- _Excerpt_:
=-=-=-=-=

Dr. Gebru’s firing inspired another study, Unmasking Coded Bias, that found that black people were significantly more likely to be underestimated by recruitment AI than anyone else.
“This report found ample evidence suggesting that Black students and professionals are concerned about facing anti-Black bias during the hiring process. Just over half of all respondents report having observed bias in the hiring or recruiting process on hiring or recruiting websites. Black professionals are slightly more likely to have observed such bias with fifty-five percent of respondents indicating having observed bias in the hiring process,” – Unmasking Coded Bias, Penn Law Policy Lab.
The paper states, “The public conversation spurred by Dr. Gebru and her colleagues on algorithmic bias allowed our lab to engage in this national dialogue and expand a more nuanced understanding of algorithmic bias in hiring platforms.”
Exposing the problem has been a catalyst for change, but AI has a long road to reconcile its role in sensitive human decision-making.
AI’s role in recruitment: salvaging some positives
Despite numerous controversies, it’s been tough for businesses to resist AI’s immense potential to accelerate recruitment.
AI’s role in recruitment certainly makes some logical sense – it might be easier to rid AI of bias than humans. After all, AI is *just* math and code – surely more malleable than deeply entrenched unconscious biases?
And while training data was heavily biased in the early-to-mid-2010s, primarily due to a lack of diverse datasets, this has arguably improved since.
One prominent AI recruitment tool is Sapia, dubbed a ‘smart interviewer.’ According to Sapia’s founder, Barb Hyman, AI allows for a ‘blind’ interview process that doesn’t rely on resumes, social media, or demographic data but solely on the applicant’s responses, thereby eliminating biases prevalent in human-led hiring.
These systems can provide a fair shot for everyone by interviewing all applicants. Hyman suggests, “You are twice as likely to get women and keep women in the hiring process when you’re using AI.”
But, even the very process of interviewing someone with AI raises questions.
Natural language processing (NLP) models are generally primarily trained on native English texts, meaning they’re poor at handling non-native English.
These systems might inadvertently penalize non-native English speakers or those with different cultural traits. Moreover, critics argue that disabilities might not be adequately accounted for in an AI chat or video interview, leading to further potential discrimination.
This is aggravated by the fact that applicants often don’t know whether an AI is assessing them, thus making it impossible to request necessary adjustments to the interview process.
Datasets are fundamental
Datasets are fundamental here. Train an AI on decade-old data, and it learns decade-old values.

=-=-=-=-=

- _Given data_:
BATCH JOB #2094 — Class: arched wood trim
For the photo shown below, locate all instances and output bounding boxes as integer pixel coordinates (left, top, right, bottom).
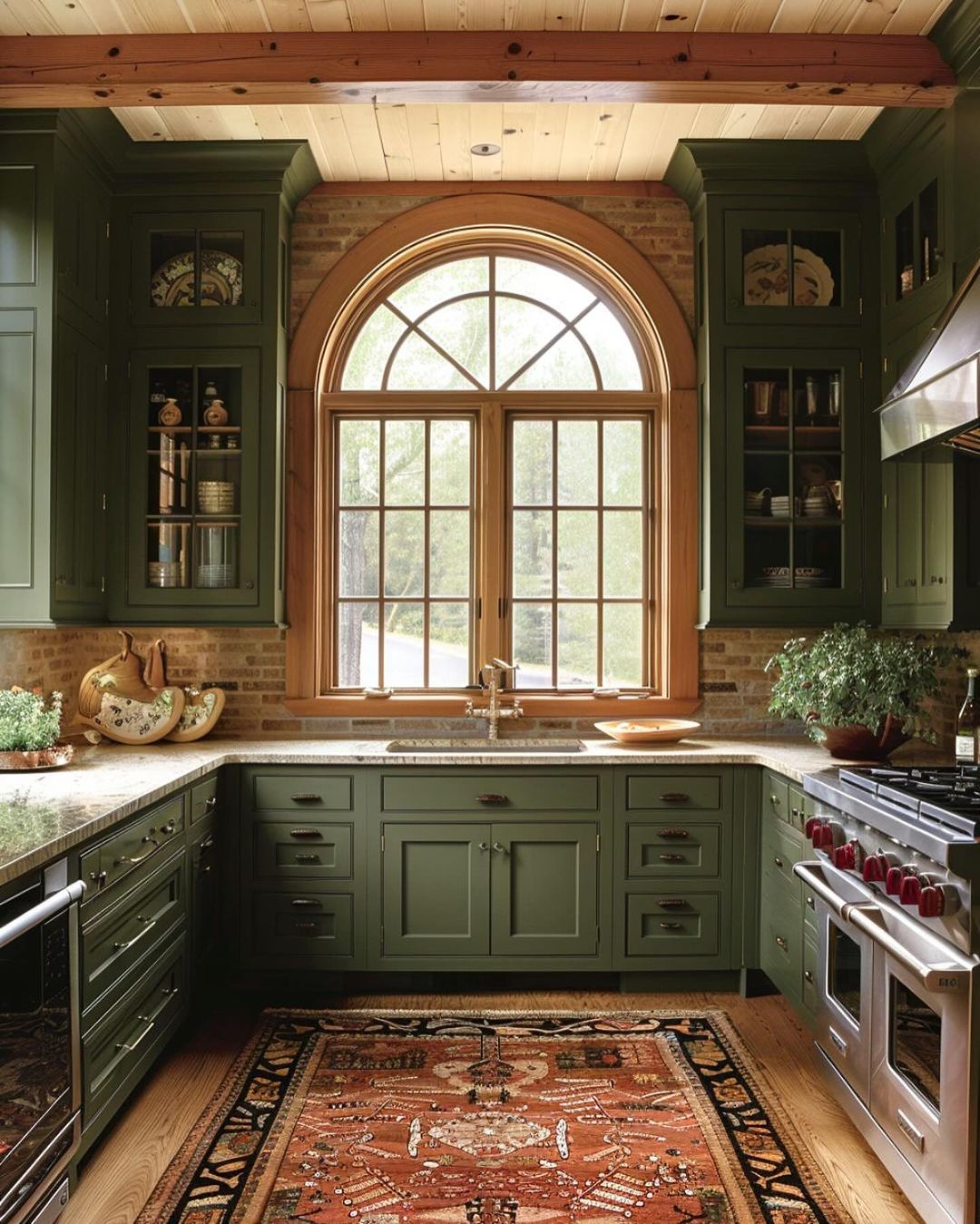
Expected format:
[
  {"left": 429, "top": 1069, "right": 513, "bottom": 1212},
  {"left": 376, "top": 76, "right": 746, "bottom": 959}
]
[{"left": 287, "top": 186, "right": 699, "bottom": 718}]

=-=-=-=-=

- _Required action_: In the excerpt on AI in recruitment, what percentage of Black professionals reported having observed bias in the hiring process? Answer from the text alone, not from the material.

- _Answer to the exercise_: Fifty-five percent.